Your instructions >> The answer must be an exact copy of the records, with every picture removed.

########

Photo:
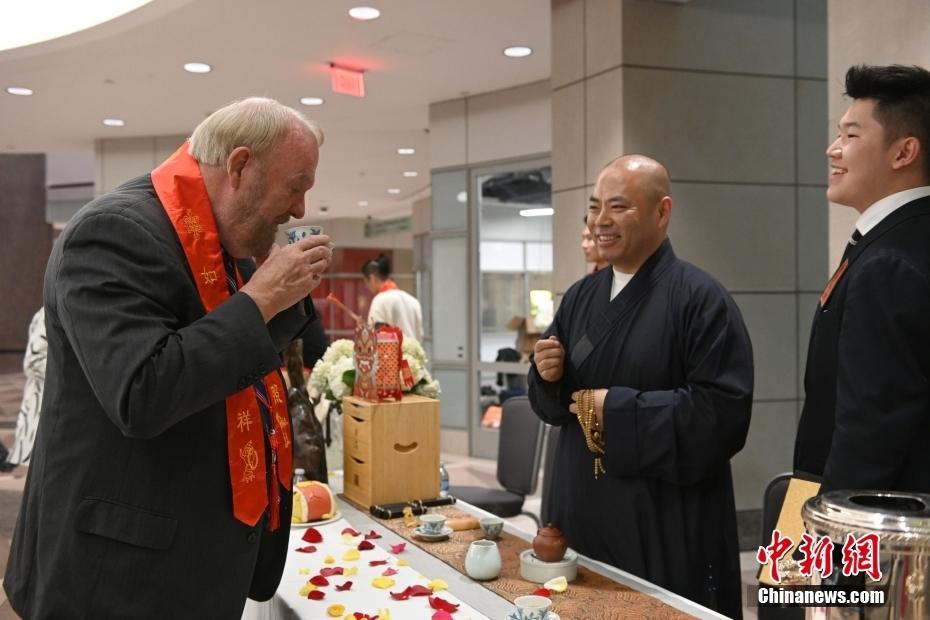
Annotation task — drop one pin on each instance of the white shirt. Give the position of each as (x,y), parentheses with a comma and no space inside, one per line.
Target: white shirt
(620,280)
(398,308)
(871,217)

########

Answer to the problem >>
Photo:
Annotation task — drop one pin on each instance of the white shirt. Give the position of each as (x,y), parentheses with a comma and no space inside, one per line.
Target: white shirt
(620,280)
(398,308)
(871,217)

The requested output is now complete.